PROVIDED DATA
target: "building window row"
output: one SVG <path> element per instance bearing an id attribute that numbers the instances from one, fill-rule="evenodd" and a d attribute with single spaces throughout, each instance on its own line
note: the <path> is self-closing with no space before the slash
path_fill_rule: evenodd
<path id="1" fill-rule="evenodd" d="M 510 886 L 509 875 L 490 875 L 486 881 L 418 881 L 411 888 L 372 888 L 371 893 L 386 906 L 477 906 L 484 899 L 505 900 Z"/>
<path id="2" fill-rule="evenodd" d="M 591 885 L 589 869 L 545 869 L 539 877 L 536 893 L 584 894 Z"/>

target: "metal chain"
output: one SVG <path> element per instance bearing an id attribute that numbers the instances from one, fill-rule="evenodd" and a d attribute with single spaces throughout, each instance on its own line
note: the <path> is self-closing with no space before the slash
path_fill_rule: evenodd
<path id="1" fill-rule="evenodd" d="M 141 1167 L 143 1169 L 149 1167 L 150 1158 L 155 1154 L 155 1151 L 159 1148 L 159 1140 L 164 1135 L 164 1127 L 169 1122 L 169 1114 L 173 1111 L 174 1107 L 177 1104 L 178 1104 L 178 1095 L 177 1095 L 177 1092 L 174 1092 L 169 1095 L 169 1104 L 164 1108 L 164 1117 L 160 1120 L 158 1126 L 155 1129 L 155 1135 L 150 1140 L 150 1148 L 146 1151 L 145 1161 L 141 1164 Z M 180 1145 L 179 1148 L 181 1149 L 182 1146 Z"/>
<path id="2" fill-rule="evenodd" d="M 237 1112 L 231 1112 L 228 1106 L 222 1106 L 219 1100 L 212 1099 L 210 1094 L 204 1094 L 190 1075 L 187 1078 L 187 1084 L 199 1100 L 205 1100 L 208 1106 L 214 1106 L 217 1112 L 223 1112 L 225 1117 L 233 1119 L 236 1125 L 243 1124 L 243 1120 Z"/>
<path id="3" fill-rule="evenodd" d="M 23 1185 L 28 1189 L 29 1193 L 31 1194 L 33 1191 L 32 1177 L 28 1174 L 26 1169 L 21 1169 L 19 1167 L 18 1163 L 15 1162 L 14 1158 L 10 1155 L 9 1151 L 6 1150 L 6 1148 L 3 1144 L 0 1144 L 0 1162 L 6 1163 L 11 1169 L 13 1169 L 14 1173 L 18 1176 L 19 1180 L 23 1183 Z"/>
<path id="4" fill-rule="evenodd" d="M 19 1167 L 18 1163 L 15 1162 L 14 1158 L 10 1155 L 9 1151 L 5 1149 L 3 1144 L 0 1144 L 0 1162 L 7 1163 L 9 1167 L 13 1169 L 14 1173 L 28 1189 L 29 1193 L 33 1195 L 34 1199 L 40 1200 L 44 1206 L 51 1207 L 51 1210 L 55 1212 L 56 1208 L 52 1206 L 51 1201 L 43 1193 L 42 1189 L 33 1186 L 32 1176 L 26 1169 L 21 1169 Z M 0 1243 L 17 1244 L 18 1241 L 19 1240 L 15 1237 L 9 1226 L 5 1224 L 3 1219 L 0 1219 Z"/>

YOUR OBJECTIVE
Transcribe the whole listing exactly.

THE COMPLETED TASK
target: "building window row"
output: one SVG <path> element per instance bearing an id attribute that numbers the instances from one, fill-rule="evenodd" and a d attribute with single spaces throughout, each instance on its own line
note: the <path> is self-closing with no space before the slash
path_fill_rule: evenodd
<path id="1" fill-rule="evenodd" d="M 510 886 L 509 875 L 490 875 L 486 881 L 418 881 L 411 888 L 372 888 L 371 893 L 386 906 L 477 906 L 484 899 L 505 900 Z"/>
<path id="2" fill-rule="evenodd" d="M 591 885 L 589 869 L 545 869 L 539 877 L 536 893 L 584 894 Z"/>

target: "metal chain"
output: one SVG <path> element per instance bearing an id attribute that numbers the instances from one, fill-rule="evenodd" and a d attribute with single spaces throughout, each instance on its own line
note: the <path> is self-closing with no space before the slash
path_fill_rule: evenodd
<path id="1" fill-rule="evenodd" d="M 141 1167 L 143 1169 L 149 1167 L 150 1158 L 155 1154 L 155 1151 L 159 1148 L 159 1140 L 164 1135 L 164 1127 L 169 1122 L 169 1114 L 173 1111 L 174 1107 L 177 1104 L 178 1104 L 178 1095 L 177 1095 L 177 1092 L 174 1092 L 169 1095 L 169 1104 L 164 1108 L 164 1117 L 160 1120 L 158 1126 L 155 1129 L 155 1135 L 150 1140 L 150 1148 L 146 1151 L 145 1161 L 141 1164 Z M 180 1145 L 179 1148 L 181 1149 L 182 1146 Z"/>
<path id="2" fill-rule="evenodd" d="M 237 1112 L 231 1112 L 228 1106 L 222 1106 L 219 1100 L 212 1099 L 210 1094 L 204 1094 L 190 1075 L 187 1078 L 187 1084 L 199 1100 L 205 1100 L 208 1106 L 214 1106 L 217 1112 L 223 1112 L 225 1117 L 233 1119 L 236 1125 L 243 1124 L 243 1120 Z"/>
<path id="3" fill-rule="evenodd" d="M 23 1185 L 28 1189 L 29 1193 L 31 1194 L 33 1191 L 32 1177 L 28 1174 L 26 1169 L 21 1169 L 19 1167 L 18 1163 L 15 1162 L 14 1158 L 10 1155 L 9 1151 L 6 1150 L 6 1148 L 3 1144 L 0 1144 L 0 1162 L 6 1163 L 11 1169 L 13 1169 L 14 1173 L 18 1176 L 19 1180 L 23 1183 Z"/>
<path id="4" fill-rule="evenodd" d="M 19 1167 L 18 1163 L 15 1162 L 14 1158 L 10 1155 L 9 1151 L 5 1149 L 3 1144 L 0 1144 L 0 1162 L 7 1163 L 9 1167 L 13 1169 L 14 1173 L 28 1189 L 29 1193 L 33 1195 L 34 1199 L 40 1200 L 44 1206 L 51 1207 L 51 1210 L 55 1212 L 56 1208 L 52 1206 L 51 1201 L 43 1193 L 42 1189 L 33 1186 L 32 1176 L 26 1169 L 21 1169 Z M 0 1243 L 17 1244 L 18 1241 L 19 1240 L 15 1237 L 9 1226 L 5 1224 L 3 1219 L 0 1219 Z"/>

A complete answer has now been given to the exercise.